● **TEXT UNDER STUDY**:
In [7]:
import json
from pymatgen.core.structure import Structure as ST

In [8]:
import sys

sys.path.append("../")

from src.Utility import bad_data_clean

### Initial data cleaning and feature extraction
---------------------------

In this notebook, we are mainly cleaning the raw output data from VASP. The VASP output data is 
stored in .json format with both computed NMR tensors and crystal structure information derived from
.cif.

In [9]:
# read the raw data.
data_path = "../data/"
with open(data_path + "raw/Alnmr.json", "r") as file:
    data = json.load(file)
    print("length of file is {}".format(len(data)))

length of file is 3479


The raw data are separated into different keys.

* *structure*--crystal structure information form .cif.
* *formula*--the chemical formula of the material. 
* *g0*--the G=0 contribution to NMR tensors. (see VASP wiki for details)
* *cs*--the raw chemical shielding tensor.
* *efg*--the raw EFG tensor. 


In [10]:
data[0].keys()

dict_keys(['structure', 'formula', 'g0', 'cs', 'efg'])

There are some data points that dose not contain Al atoms or no structure info at all.
We can clean the bad data point with the following helper fnx. 

In [11]:
data = bad_data_clean(data)

● **DATA FOR REVIEW**:
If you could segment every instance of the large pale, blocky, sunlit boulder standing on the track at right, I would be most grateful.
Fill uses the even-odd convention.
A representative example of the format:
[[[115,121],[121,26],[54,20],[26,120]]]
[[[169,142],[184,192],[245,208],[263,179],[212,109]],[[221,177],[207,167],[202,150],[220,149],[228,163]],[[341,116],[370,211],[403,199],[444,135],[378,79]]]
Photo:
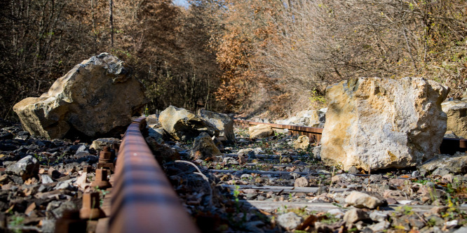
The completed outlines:
[[[441,102],[448,92],[424,78],[353,78],[327,87],[321,158],[345,170],[421,164],[446,132]]]

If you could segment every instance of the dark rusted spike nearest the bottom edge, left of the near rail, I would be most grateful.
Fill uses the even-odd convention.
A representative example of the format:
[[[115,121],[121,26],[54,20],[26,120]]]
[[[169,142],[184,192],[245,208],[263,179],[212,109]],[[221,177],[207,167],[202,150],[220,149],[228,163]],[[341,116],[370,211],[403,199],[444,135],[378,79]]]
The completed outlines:
[[[55,233],[86,232],[86,220],[79,218],[79,211],[65,211],[55,223]]]

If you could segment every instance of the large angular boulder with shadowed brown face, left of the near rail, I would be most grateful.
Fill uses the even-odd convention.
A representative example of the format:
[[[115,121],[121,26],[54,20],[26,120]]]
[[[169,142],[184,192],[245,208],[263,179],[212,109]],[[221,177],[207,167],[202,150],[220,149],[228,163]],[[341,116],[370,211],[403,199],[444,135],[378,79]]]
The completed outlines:
[[[143,105],[142,83],[131,76],[130,67],[102,53],[77,64],[48,92],[23,99],[13,110],[31,134],[61,139],[74,132],[95,138],[124,132]]]

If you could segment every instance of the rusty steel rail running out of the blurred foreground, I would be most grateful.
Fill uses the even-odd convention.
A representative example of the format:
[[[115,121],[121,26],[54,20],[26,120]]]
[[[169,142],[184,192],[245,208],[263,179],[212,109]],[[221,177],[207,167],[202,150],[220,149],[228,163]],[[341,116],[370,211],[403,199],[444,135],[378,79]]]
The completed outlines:
[[[109,232],[199,232],[165,177],[134,120],[117,159]]]

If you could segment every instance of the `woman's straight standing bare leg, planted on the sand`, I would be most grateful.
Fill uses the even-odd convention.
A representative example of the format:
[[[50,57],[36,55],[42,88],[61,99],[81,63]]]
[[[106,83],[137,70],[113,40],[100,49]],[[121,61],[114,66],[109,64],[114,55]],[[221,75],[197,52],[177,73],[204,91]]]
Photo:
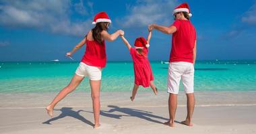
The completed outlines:
[[[100,127],[100,82],[101,80],[90,80],[94,109],[94,129]]]

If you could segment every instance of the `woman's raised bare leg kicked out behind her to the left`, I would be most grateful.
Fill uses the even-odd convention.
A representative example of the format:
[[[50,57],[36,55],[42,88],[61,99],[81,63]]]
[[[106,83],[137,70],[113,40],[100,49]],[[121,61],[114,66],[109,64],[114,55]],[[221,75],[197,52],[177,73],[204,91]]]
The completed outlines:
[[[78,76],[75,74],[73,78],[71,79],[71,82],[69,82],[69,85],[67,85],[65,88],[63,88],[57,96],[53,99],[53,101],[46,107],[46,111],[50,117],[53,117],[53,109],[59,101],[61,101],[67,94],[75,90],[75,88],[82,82],[84,77]]]

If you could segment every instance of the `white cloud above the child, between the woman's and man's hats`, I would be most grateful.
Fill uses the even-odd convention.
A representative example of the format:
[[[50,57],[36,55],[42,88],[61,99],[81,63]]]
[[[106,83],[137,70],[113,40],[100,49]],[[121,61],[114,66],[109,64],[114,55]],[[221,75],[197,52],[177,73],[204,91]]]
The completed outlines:
[[[143,27],[150,23],[169,25],[173,20],[172,10],[177,5],[176,0],[138,0],[136,5],[127,5],[129,14],[117,23],[123,27]]]

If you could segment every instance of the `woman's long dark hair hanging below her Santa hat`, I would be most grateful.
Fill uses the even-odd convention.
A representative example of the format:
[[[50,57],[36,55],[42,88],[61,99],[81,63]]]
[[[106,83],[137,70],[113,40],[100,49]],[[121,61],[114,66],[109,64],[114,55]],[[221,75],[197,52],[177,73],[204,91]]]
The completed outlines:
[[[95,27],[92,29],[92,37],[96,42],[102,44],[101,31],[108,31],[108,22],[96,23]]]

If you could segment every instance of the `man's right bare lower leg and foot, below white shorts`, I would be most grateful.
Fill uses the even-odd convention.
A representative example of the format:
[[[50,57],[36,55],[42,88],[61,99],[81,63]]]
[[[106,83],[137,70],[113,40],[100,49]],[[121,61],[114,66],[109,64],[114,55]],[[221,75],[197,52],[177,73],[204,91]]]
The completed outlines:
[[[186,95],[187,95],[187,118],[185,121],[181,123],[192,127],[193,126],[192,115],[195,108],[195,96],[194,96],[194,93],[186,94]]]

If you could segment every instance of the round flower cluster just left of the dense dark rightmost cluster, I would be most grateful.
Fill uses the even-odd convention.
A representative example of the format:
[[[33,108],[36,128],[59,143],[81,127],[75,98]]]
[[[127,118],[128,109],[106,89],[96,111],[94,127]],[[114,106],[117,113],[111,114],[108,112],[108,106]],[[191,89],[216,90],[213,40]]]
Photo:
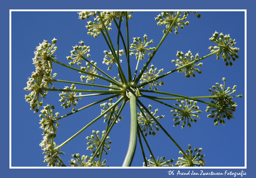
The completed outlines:
[[[193,100],[188,100],[188,99],[186,99],[185,101],[184,100],[182,101],[177,100],[177,101],[179,102],[179,104],[175,103],[174,105],[179,106],[179,108],[177,108],[175,111],[171,110],[171,113],[173,113],[173,117],[175,117],[173,121],[174,122],[178,121],[174,123],[174,126],[178,126],[180,122],[183,121],[183,125],[181,126],[181,128],[184,128],[186,125],[186,121],[188,121],[188,127],[190,128],[191,127],[190,122],[197,122],[198,120],[196,120],[195,118],[199,118],[198,113],[201,113],[201,111],[199,110],[199,107],[195,106],[197,102]]]

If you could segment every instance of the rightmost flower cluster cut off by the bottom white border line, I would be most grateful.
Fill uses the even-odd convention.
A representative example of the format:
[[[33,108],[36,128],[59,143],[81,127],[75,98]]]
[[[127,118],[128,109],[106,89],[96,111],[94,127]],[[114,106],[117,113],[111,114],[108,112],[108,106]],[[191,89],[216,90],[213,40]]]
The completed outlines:
[[[181,166],[181,167],[201,167],[204,166],[204,162],[205,160],[204,155],[201,155],[200,152],[202,151],[202,149],[194,149],[194,154],[193,154],[193,150],[191,150],[191,145],[188,145],[189,150],[186,150],[186,156],[189,157],[189,159],[187,157],[185,157],[183,155],[183,157],[179,157],[179,161],[177,161],[177,163],[175,164],[175,166]],[[198,151],[196,153],[196,151]],[[179,151],[179,154],[183,154],[181,151]]]

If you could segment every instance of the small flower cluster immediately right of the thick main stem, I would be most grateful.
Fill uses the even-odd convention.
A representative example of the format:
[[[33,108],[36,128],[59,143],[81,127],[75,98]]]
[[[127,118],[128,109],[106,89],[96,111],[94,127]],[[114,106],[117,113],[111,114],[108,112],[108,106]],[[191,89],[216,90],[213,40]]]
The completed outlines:
[[[153,116],[155,116],[155,114],[158,112],[158,109],[156,109],[155,112],[152,112],[151,108],[152,106],[149,105],[149,111]],[[159,131],[157,123],[153,120],[153,118],[147,112],[145,112],[143,107],[140,108],[140,111],[141,111],[140,113],[137,113],[137,116],[138,116],[137,119],[138,119],[138,123],[141,130],[145,132],[144,136],[146,137],[147,133],[149,133],[149,135],[156,135],[156,131]],[[155,116],[155,118],[156,119],[164,118],[164,115]],[[155,128],[156,131],[154,131],[153,128]]]

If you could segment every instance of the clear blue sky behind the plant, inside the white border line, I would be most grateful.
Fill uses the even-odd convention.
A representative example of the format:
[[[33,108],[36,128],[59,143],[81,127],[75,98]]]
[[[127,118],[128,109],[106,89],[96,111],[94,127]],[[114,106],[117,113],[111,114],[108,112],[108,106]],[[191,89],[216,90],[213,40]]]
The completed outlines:
[[[148,41],[154,40],[151,47],[156,47],[163,36],[162,31],[164,29],[164,26],[157,26],[154,19],[159,13],[133,13],[133,18],[129,21],[130,41],[132,37],[142,38],[144,34],[147,34]],[[201,14],[200,19],[191,13],[187,18],[187,21],[190,22],[189,26],[179,29],[179,34],[173,32],[168,35],[163,46],[152,60],[155,67],[164,68],[164,72],[173,70],[175,65],[171,63],[171,60],[176,60],[176,51],[186,53],[190,50],[193,55],[199,53],[199,57],[208,55],[210,52],[208,47],[215,45],[209,41],[215,31],[230,34],[230,37],[235,39],[236,46],[240,48],[238,53],[240,58],[234,62],[234,67],[226,67],[225,63],[222,60],[217,61],[215,56],[206,58],[206,60],[201,61],[203,62],[203,67],[200,68],[203,72],[201,75],[196,73],[195,78],[185,78],[184,73],[172,73],[163,78],[165,85],[159,87],[159,91],[185,96],[211,95],[208,88],[211,88],[216,82],[223,83],[221,78],[225,77],[226,86],[237,85],[237,94],[244,96],[244,12],[198,13]],[[229,19],[228,23],[226,19]],[[92,21],[92,18],[88,20]],[[87,35],[86,21],[78,19],[77,12],[12,12],[12,166],[46,166],[43,163],[42,150],[39,146],[42,140],[42,130],[38,123],[40,118],[38,113],[29,110],[29,104],[24,100],[24,95],[28,95],[28,92],[23,90],[27,78],[31,76],[32,71],[35,71],[32,58],[38,43],[42,43],[43,39],[51,42],[55,37],[58,47],[57,60],[68,64],[69,61],[66,60],[66,56],[70,55],[72,46],[78,45],[78,42],[82,40],[86,46],[91,47],[90,60],[97,62],[97,66],[107,71],[107,66],[102,64],[102,60],[104,58],[103,51],[108,50],[108,48],[102,36],[93,38]],[[124,24],[122,25],[124,27]],[[114,26],[112,28],[110,34],[114,35],[115,39],[116,30]],[[124,57],[123,61],[125,61]],[[134,69],[136,60],[131,57],[131,61],[131,68]],[[143,62],[146,62],[146,59],[141,61],[140,68]],[[124,62],[122,66],[126,67]],[[110,71],[111,76],[117,76],[115,70],[116,68],[113,68]],[[55,72],[58,73],[56,79],[80,81],[79,73],[56,64],[53,65],[53,73]],[[96,80],[95,83],[100,83],[100,80]],[[64,85],[62,83],[55,84],[56,88],[63,88],[64,86],[70,85],[66,83]],[[82,86],[80,89],[85,89],[85,87]],[[92,88],[92,90],[96,89]],[[58,93],[60,92],[49,92],[46,100],[43,101],[43,106],[46,104],[55,105],[56,111],[60,112],[60,115],[69,113],[70,108],[64,110],[60,106]],[[92,97],[78,101],[76,108],[97,101],[97,99],[93,99]],[[226,120],[225,126],[214,126],[213,119],[206,117],[208,115],[205,112],[206,105],[199,103],[200,110],[203,112],[199,115],[198,122],[192,123],[190,129],[185,127],[183,130],[181,130],[181,125],[173,127],[174,122],[170,108],[146,99],[141,100],[145,106],[150,103],[152,109],[159,108],[157,114],[165,115],[164,118],[159,119],[159,122],[184,150],[187,149],[188,144],[193,148],[203,148],[202,154],[205,154],[206,166],[244,166],[244,99],[244,97],[234,98],[238,105],[237,111],[234,112],[235,120]],[[207,99],[206,101],[210,100]],[[168,103],[174,104],[173,101],[168,101]],[[55,142],[60,145],[93,118],[100,115],[100,109],[100,106],[95,106],[60,120]],[[109,166],[122,165],[129,143],[129,105],[126,105],[121,116],[124,117],[124,120],[115,125],[109,135],[112,141],[111,151],[104,157]],[[92,130],[102,131],[105,127],[106,125],[101,119],[63,146],[61,151],[66,154],[61,158],[65,164],[68,165],[71,154],[80,153],[90,156],[90,151],[86,150],[87,139],[85,137],[90,136]],[[21,132],[22,134],[20,134]],[[157,132],[155,136],[147,136],[147,139],[149,139],[149,144],[156,157],[165,156],[166,159],[174,159],[175,162],[178,160],[180,156],[178,148],[163,131]],[[26,146],[21,146],[24,143]],[[21,152],[22,154],[20,154]],[[146,151],[147,159],[149,159],[149,155],[149,151]],[[132,166],[142,166],[142,162],[144,161],[138,143]]]

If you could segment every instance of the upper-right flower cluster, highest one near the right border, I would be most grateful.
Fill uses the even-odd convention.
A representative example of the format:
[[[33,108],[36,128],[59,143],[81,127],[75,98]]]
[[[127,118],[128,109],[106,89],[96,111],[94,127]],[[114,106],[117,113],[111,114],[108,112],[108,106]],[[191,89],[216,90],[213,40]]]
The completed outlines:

● **THE PROBLEM**: Decide whether each statement agrees with the notebook text, answering yes or no and quoting the deciding words. 1. The raw data file is reported to have a length of 3479. 2. The key *efg* holds the G=0 contribution to NMR tensors. 3. The VASP output data is stored in .json format.

● **COMPLETED TASK**:
1. Yes: "length of file is 3479"
2. No: "*g0*--the G=0 contribution to NMR tensors." and "*efg*--the raw EFG tensor."
3. Yes: "The VASP output data is stored in .json format"